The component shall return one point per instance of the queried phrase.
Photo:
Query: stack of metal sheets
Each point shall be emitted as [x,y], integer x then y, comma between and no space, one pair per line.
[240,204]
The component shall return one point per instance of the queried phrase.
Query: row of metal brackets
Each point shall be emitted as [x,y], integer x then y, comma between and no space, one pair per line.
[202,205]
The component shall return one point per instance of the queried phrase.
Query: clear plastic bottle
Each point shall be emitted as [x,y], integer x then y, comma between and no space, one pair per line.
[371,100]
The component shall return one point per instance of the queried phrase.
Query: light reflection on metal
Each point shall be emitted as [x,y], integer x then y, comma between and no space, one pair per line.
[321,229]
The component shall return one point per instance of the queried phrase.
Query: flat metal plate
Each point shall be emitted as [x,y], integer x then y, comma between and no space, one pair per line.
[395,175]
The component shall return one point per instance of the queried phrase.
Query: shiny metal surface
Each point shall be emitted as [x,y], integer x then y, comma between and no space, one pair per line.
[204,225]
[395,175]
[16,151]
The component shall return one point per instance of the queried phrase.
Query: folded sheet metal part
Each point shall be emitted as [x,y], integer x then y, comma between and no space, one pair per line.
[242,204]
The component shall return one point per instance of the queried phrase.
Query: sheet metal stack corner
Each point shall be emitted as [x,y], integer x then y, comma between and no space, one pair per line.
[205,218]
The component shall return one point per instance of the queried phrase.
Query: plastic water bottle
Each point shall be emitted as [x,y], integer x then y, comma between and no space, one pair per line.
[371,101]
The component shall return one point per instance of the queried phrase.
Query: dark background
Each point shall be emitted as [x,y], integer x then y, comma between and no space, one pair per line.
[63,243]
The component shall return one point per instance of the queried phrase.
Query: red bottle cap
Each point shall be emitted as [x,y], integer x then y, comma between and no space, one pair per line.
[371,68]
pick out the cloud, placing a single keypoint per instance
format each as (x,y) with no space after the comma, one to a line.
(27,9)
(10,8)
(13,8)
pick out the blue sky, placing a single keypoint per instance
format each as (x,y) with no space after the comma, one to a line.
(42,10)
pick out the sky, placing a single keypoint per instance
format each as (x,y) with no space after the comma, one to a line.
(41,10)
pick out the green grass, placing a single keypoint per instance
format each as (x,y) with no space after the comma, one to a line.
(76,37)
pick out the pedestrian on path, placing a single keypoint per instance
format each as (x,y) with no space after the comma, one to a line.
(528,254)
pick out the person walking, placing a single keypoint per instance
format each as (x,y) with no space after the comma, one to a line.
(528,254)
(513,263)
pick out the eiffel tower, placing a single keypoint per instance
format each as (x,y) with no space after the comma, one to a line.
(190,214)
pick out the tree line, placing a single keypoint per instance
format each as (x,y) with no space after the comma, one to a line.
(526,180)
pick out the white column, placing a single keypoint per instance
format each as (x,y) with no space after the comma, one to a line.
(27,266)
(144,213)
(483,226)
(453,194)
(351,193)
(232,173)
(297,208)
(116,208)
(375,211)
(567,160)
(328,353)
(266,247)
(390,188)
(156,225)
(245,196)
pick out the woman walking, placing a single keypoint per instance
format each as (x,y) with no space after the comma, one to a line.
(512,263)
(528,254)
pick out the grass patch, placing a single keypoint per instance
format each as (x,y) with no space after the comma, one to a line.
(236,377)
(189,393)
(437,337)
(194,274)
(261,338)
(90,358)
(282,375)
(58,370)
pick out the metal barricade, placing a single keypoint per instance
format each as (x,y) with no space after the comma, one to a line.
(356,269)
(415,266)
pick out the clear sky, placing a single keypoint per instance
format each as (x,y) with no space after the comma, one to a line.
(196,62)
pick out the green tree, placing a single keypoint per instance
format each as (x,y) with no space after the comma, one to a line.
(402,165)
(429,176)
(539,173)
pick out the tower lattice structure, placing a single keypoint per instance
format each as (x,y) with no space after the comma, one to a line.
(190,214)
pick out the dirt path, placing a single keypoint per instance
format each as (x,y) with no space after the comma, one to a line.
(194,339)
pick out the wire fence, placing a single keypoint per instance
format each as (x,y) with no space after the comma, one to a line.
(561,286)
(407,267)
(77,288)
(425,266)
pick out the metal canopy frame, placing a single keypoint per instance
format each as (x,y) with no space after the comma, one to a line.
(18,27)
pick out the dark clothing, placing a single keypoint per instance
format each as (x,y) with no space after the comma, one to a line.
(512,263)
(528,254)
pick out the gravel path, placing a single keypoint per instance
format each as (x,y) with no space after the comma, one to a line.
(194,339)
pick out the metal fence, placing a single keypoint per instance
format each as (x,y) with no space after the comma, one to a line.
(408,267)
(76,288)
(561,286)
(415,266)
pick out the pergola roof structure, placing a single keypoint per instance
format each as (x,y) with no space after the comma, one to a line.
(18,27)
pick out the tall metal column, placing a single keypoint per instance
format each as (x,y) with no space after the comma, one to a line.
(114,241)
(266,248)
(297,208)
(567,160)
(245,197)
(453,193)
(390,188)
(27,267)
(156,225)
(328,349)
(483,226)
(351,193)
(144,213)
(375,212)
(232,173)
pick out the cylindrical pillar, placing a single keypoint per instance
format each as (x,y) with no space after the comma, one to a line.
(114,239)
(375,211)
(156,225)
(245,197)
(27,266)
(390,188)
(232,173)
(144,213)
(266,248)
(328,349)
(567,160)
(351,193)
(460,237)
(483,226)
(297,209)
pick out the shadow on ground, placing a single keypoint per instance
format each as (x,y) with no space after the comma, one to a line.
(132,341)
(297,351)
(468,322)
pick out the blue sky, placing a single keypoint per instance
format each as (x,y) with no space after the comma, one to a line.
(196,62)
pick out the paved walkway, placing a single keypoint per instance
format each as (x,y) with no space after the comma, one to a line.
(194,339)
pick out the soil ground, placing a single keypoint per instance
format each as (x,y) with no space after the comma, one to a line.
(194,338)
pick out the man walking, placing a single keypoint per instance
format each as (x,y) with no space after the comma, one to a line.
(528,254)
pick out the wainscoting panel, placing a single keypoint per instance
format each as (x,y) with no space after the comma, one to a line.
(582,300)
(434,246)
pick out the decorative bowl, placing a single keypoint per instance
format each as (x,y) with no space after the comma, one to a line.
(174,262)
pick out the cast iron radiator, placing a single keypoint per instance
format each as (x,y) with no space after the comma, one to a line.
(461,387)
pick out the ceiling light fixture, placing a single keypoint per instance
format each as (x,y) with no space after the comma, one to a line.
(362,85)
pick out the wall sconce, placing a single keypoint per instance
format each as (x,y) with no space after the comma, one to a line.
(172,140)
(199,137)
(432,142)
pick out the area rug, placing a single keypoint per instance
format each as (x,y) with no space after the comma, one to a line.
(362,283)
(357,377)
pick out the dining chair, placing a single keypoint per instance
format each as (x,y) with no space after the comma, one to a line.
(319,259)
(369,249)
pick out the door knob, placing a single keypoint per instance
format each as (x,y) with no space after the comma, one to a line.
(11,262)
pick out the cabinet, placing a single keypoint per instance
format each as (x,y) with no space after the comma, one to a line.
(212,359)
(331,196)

What is required: Write the entries again, exactly as they stand.

Written response:
The component shall return one point per instance of the queried phrase.
Photo:
Query: stack of metal sheets
Each point shall be emitted as [x,y], integer x then y, comma between and no space, one pair per line.
[240,204]
The component shall return one point per instance of the queried phrase.
Query: row of metal brackets
Each point shall be emitted as [x,y], integer x then y, comma between and no space, one pair per line.
[202,205]
The component shall return one point per instance of the queried phrase.
Query: clear plastic bottle
Each point shall be emitted as [x,y], integer x then y, comma between and no space, one pair per line.
[371,100]
The component shall return one point per instance of the queried phrase.
Query: light reflection on metal
Each point shall be emitted as [x,y], integer x then y, comma between and no space, one pair per line.
[321,229]
The component shall return one point per instance of the queried phrase.
Query: flat metal plate
Each point shall be emitted as [x,y], integer x then y, comma between and no space, one pair per line.
[395,175]
The component shall return one point per instance of the queried phrase.
Query: shiny metal surface
Each point shall be emitted as [x,y], integer x then y, comma between and no space, one pair per line.
[204,225]
[395,175]
[16,151]
The component shall return one point per instance of the queried phrase.
Query: folded sheet metal part
Each point shall be emitted as [x,y], integer x then y, comma between and no space, one pair per line.
[242,204]
The component shall return one point per instance of the queried phrase.
Query: sheet metal stack corner
Each point shall be emitted as [x,y], integer x then y, comma between and no space, one pair per line.
[205,218]
The component shall return one point per instance of the queried phrase.
Query: plastic water bottle
Each point shall be emitted as [x,y], integer x then y, comma between and no space, one pair per line.
[371,101]
The component shall return one point per instance of the queried phrase.
Query: dark background
Each point shall be emitted as [x,y], integer x then y, comma between and no space, one pair per line.
[63,243]
The component shall return one point per instance of the queried phrase.
Query: red bottle cap
Each point shall be emitted as [x,y], integer x then y, comma between and no space, one pair per line.
[371,68]
pick out the cloud, placing a single keypoint per instance
format each as (x,y) with no space after the comma, one to a line.
(27,9)
(10,8)
(13,8)
pick out the blue sky, placing a single keypoint per instance
format each as (x,y) with no space after the comma, one to a line.
(42,10)
pick out the sky, placing a single keypoint per instance
format each as (x,y) with no space after the comma, one to a line.
(41,10)
pick out the green grass, placing a single keypoint per instance
format each as (x,y) with no space after the comma, one to a line.
(76,37)
pick out the pedestrian on path, placing a single keypoint per instance
format each as (x,y) with no space after the comma, one to a line.
(528,254)
pick out the person walking, placing a single keypoint per instance
format each as (x,y) with no space after the comma, one to a line.
(528,254)
(513,263)
pick out the eiffel tower, placing a single keypoint per instance
format each as (x,y) with no space after the comma, one to a line.
(190,214)
pick out the tree line, placing a single keypoint per instance
format each as (x,y) with no space after the comma, one to a line.
(526,180)
pick out the white column, placing a single keypoint per instance
format each as (x,y) with no space after the comma, one to a line.
(27,266)
(144,213)
(483,226)
(453,194)
(351,193)
(232,173)
(297,208)
(116,208)
(375,211)
(567,160)
(328,353)
(266,247)
(390,188)
(156,225)
(245,196)
pick out the woman walking, placing a single keypoint per instance
format each as (x,y) with no space after the comma, one to a line.
(512,263)
(528,254)
pick out the grass patch, placing a single keypoint per instance
format each as (x,y) with no space after the comma, one to a line.
(236,377)
(189,393)
(437,337)
(194,274)
(261,338)
(90,358)
(282,375)
(58,370)
pick out the metal barricade, placing a single keypoint per instance
format each as (x,y) with no space after the comma, one to a line.
(356,269)
(415,266)
pick out the clear sky, placing a single keypoint per instance
format each as (x,y) with no space after the comma, one to a line.
(196,62)
pick out the green tree, placing a single keypoint per instance
format each as (x,y) with no space after the comma, one to a line.
(402,165)
(429,176)
(539,173)
pick out the tower lattice structure, placing a single keypoint per instance
format each as (x,y) with no space after the comma, one to a line.
(190,214)
pick out the dirt path, placing a single keypoint per instance
format each as (x,y) with no space after the comma, one to a line.
(194,339)
pick out the wire fence, placing a single keypoint per instance
format each as (x,y) with no space after the comma, one to a line.
(561,286)
(407,267)
(77,288)
(425,266)
pick out the metal canopy frame, placing a single keypoint per instance
format each as (x,y) with no space after the comma, one to a line.
(18,27)
pick out the dark clothing, placing a single keypoint per instance
format each as (x,y) with no space after the comma, one to a line.
(512,263)
(528,254)
pick out the gravel path, placing a single keypoint per instance
format each as (x,y) with no space after the comma, one to a line.
(194,339)
pick out the metal fence, placing a single keypoint per instance
format each as (x,y) with no space after the comma, one to a line.
(408,267)
(76,288)
(561,286)
(415,266)
pick out the pergola roof structure, placing a single keypoint per instance
format each as (x,y) with no space after the comma, one to a line.
(18,27)
pick out the tall metal column, placing a single keypoint per instance
format each as (x,y) with no space after the comma, one to a line.
(114,241)
(266,248)
(297,208)
(567,160)
(245,197)
(453,193)
(390,188)
(27,267)
(156,225)
(328,349)
(483,226)
(351,193)
(144,213)
(375,212)
(232,173)
pick out the cylindrical pillar, placing a single keypoint per instance
format each as (x,y) with no space after the comma, one to a line.
(114,239)
(375,211)
(156,225)
(245,197)
(27,266)
(390,188)
(232,173)
(144,213)
(266,248)
(328,349)
(567,160)
(351,193)
(460,237)
(483,226)
(297,209)
pick out the shadow on ground, placing a single keypoint per instance
format each as (x,y) with no space after the comma, one to a line.
(132,341)
(297,351)
(468,322)
pick out the blue sky, placing a single keypoint per instance
format each as (x,y) with no space after the comma, one to a line.
(196,62)
pick out the paved walkway, placing a single keypoint per instance
format each as (x,y) with no space after the comma, one to a line.
(194,339)
pick out the soil ground, placing a single keypoint per instance
format each as (x,y) with no space after the comma, one to a line.
(194,338)
pick out the man walking, placing a single keypoint per instance
format each as (x,y) with no space after the comma, one to a line.
(528,254)
pick out the wainscoting panel, placing a single keypoint per instance
format each as (x,y) with no space after the comma, one to a line.
(582,300)
(434,246)
pick out the decorative bowl, placing a single keypoint per instance
format each as (x,y) with no space after the comma, one to a line.
(174,262)
pick out the cast iron radiator, placing a single keypoint per instance
format each as (x,y) with no space after the comma, one to a line.
(461,387)
pick out the ceiling light fixture, placing a single keypoint per instance
format each as (x,y) with no space after the comma, one to a line.
(362,85)
pick out the wall sconce, placing a single keypoint per instance
format each as (x,y) with no space after the comma, one to a line.
(172,140)
(199,137)
(432,142)
pick out the area rug, placing a single keypoint per instance
format each as (x,y) with no space after the comma, one to a line.
(362,283)
(357,377)
pick out the dining chair, placing a single keypoint per instance
format each as (x,y) with no space after the comma, one to a line.
(319,259)
(369,249)
pick out the door knob, placing a single keypoint per instance
format each as (x,y) with no space after the comma, one to a line.
(11,262)
pick out the cabinet, placing a single keypoint per instance
format each as (x,y) with no space after the comma, one to a line.
(212,359)
(331,196)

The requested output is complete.